-- Begin DATA SHOWN --
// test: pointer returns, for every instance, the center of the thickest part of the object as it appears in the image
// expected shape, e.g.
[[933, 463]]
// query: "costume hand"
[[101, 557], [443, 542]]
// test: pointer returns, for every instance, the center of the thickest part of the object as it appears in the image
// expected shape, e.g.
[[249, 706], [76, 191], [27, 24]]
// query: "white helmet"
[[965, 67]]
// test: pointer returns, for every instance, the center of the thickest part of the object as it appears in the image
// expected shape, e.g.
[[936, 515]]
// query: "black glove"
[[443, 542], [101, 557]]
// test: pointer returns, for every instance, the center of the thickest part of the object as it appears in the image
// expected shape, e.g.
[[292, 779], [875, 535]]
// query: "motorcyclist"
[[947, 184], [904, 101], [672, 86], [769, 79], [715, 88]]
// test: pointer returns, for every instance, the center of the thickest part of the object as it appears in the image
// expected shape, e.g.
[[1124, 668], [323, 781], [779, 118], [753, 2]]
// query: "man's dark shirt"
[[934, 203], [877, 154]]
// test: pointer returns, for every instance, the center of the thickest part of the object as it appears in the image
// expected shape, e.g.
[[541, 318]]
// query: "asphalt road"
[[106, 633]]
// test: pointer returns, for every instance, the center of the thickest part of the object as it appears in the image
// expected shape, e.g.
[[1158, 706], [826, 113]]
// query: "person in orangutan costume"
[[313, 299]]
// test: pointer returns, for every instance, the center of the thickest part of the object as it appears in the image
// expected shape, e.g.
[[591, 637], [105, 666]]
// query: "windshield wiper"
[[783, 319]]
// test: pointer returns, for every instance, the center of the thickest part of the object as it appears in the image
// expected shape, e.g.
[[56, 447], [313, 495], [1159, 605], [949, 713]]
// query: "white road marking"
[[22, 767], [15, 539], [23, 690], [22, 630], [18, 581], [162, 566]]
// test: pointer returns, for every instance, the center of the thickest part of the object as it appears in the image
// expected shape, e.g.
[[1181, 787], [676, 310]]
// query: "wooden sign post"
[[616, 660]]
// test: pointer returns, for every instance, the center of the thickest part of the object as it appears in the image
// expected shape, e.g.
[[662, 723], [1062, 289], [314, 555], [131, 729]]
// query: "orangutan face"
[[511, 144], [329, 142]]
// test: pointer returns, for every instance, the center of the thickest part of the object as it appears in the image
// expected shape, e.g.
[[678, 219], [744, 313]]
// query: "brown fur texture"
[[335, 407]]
-- End DATA SHOWN --
◆ **TO BE DONE**: Rewrite all of the material above, replacing every "thickest part" with "widest part" and leaving everything else as is.

◆ **RESPONSE TO THE TASK**:
// test: pointer returns, for every instance, the center of the widest part of the object as it appears in the image
// expected shape, e.g.
[[933, 463]]
// query: "costume hand"
[[101, 557], [443, 542]]
// test: pointer returns, for every instance, the center of the widest part of the object as it appears in the image
// expected shape, e.g.
[[249, 706], [76, 191], [27, 24]]
// query: "white helmet"
[[965, 67]]
// test: pointer returns, for every instance, the center of the widest part of the object as it appears in the image
// expected shape, e.g.
[[936, 515]]
// query: "black glove"
[[443, 542], [101, 557]]
// test: pointer returns, for every instance, the center of the widest part of the object as it appears in the image
// expected shape, e.g.
[[292, 779], [875, 535]]
// query: "motorcyclist"
[[947, 184], [904, 101], [672, 86], [769, 79], [715, 88]]
// test: pointer returns, for every instance, the center of the widest part of the object as it appears in the image
// expected shape, e.g.
[[1124, 668], [323, 781], [779, 118], [753, 2]]
// query: "man's dark shirt"
[[934, 203], [877, 154]]
// test: pointer returns, for every instance, the center of the widest part of the object as it appears in the image
// expected shape, e.g.
[[541, 318]]
// query: "asphalt road"
[[106, 633]]
// test: pointer returns, for every instance, the center of the widest part of the object as it appears in the image
// expected shape, e.g.
[[1158, 706], [826, 113]]
// query: "person in orangutan costume"
[[313, 299]]
// test: pointer returns, for every instance, the center of the widest part of the object as it appears in the image
// expected shape, e.g.
[[591, 637], [105, 666]]
// query: "windshield wiper"
[[783, 319]]
// test: pointer returns, for every instance, the center of the widest part of the object as it appears in the image
// expected shape, e.g.
[[56, 447], [313, 495], [1159, 605], [949, 713]]
// query: "white road marking"
[[22, 767], [15, 539], [23, 690], [22, 630], [18, 581], [162, 566]]
// test: pointer returns, for every instance, the center of the widest part of the object as it appears in the image
// expected shape, e.g.
[[1181, 787], [676, 310]]
// query: "wooden sign post"
[[616, 660]]
// test: pointer returns, for every instance, the center of the widest part of the object as it appears in the image
// expected shape, e.g.
[[662, 723], [1062, 289], [314, 555], [131, 729]]
// query: "orangutan face"
[[511, 144], [329, 142]]
// test: pointer returns, for every instance, the center of the widest part of the object as it appears in the image
// expected shape, e.g.
[[678, 219], [744, 313]]
// query: "brown fur texture"
[[335, 407]]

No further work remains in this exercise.